## What you have to do
What should you transcribe? Every line from the top of the records below through the line with "rough mask: <svg", exactly, and no pictures.

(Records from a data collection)

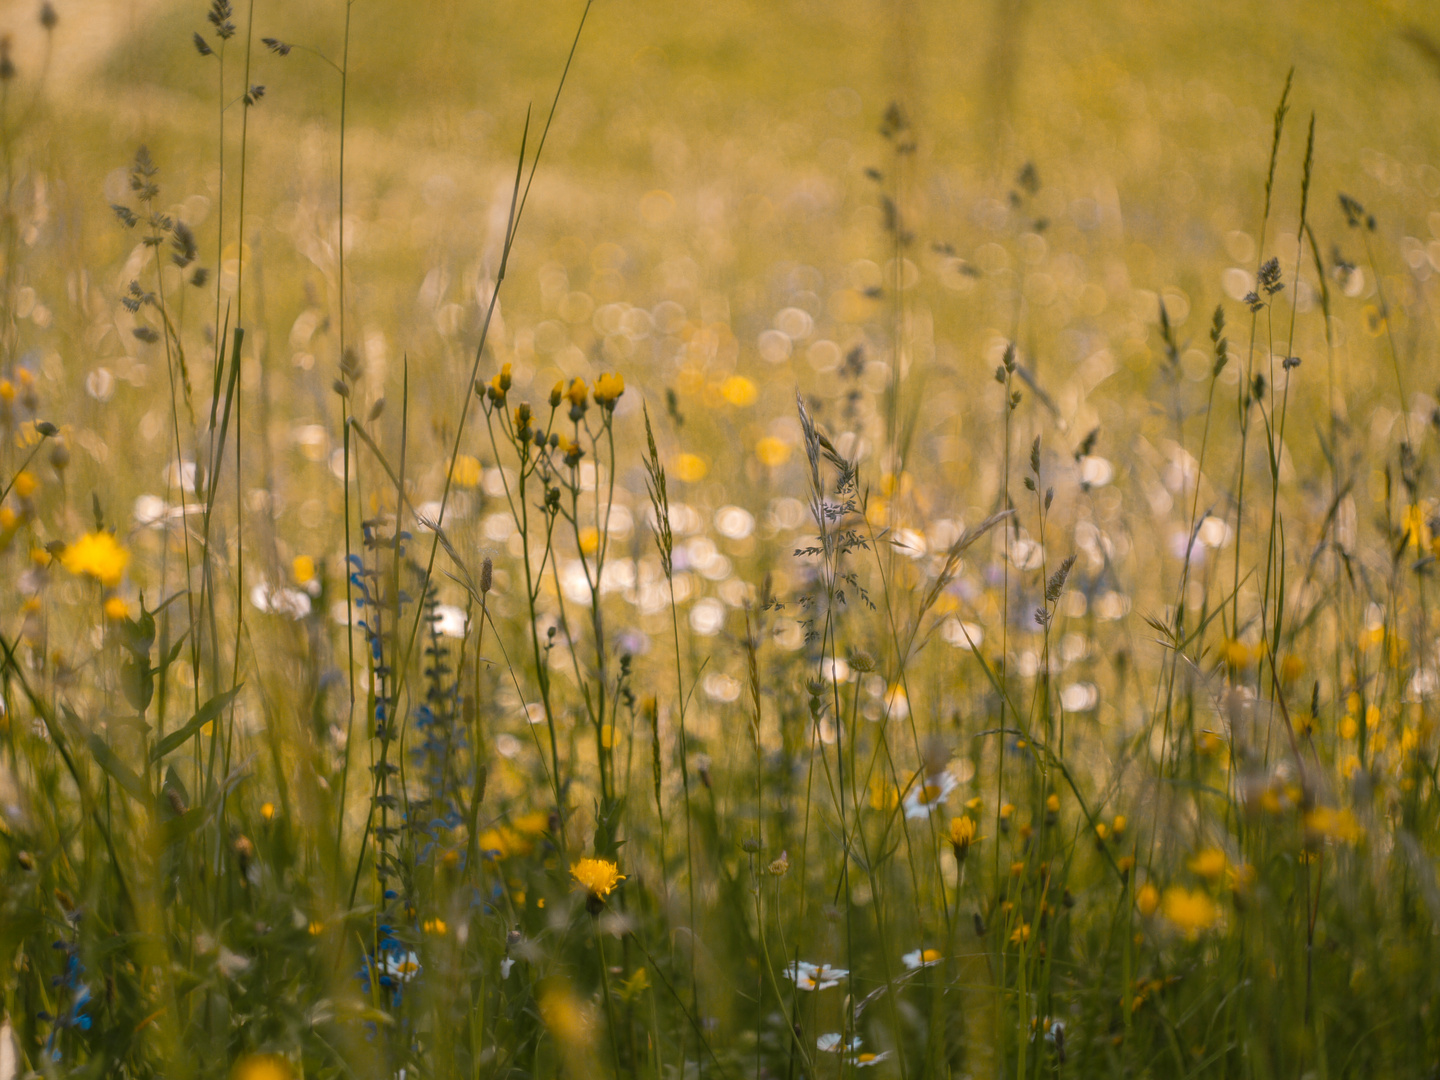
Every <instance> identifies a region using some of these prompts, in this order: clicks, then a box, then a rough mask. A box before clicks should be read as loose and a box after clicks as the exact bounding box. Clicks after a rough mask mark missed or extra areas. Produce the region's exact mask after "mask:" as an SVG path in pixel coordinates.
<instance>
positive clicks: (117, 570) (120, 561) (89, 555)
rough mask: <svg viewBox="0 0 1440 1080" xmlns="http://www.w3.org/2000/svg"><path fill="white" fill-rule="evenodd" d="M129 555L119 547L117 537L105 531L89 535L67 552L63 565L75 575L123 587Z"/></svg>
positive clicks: (109, 587) (123, 550)
mask: <svg viewBox="0 0 1440 1080" xmlns="http://www.w3.org/2000/svg"><path fill="white" fill-rule="evenodd" d="M127 563H130V552H127V550H125V549H124V547H121V546H120V541H117V540H115V537H114V536H112V534H109V533H105V531H98V533H86V534H85V536H82V537H81V539H79V540H76V541H75V543H73V544H71V546H69V547H66V549H65V554H62V556H60V564H62V566H63V567H65V569H66V570H69V572H71V573H73V575H89V576H91V577H94V579H95V580H98V582H99V583H101V585H107V586H109V588H114V586H117V585H120V579H121V576H124V573H125V566H127Z"/></svg>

## Written solution
Every <instance> identifies a region using some of these prompts, in this order: clicks, then a box, then a rough mask. A box before clicks should be read as loose and a box after clicks as the exact bounding box. Clicks after a rough mask mark missed or extra areas. Produce the region's exact mask after "mask:" as an SVG path in pixel coordinates.
<instance>
positive clicks: (117, 570) (120, 561) (89, 555)
rough mask: <svg viewBox="0 0 1440 1080" xmlns="http://www.w3.org/2000/svg"><path fill="white" fill-rule="evenodd" d="M129 555L119 547L117 537L105 531L89 535L67 552L63 565L75 575L123 587Z"/></svg>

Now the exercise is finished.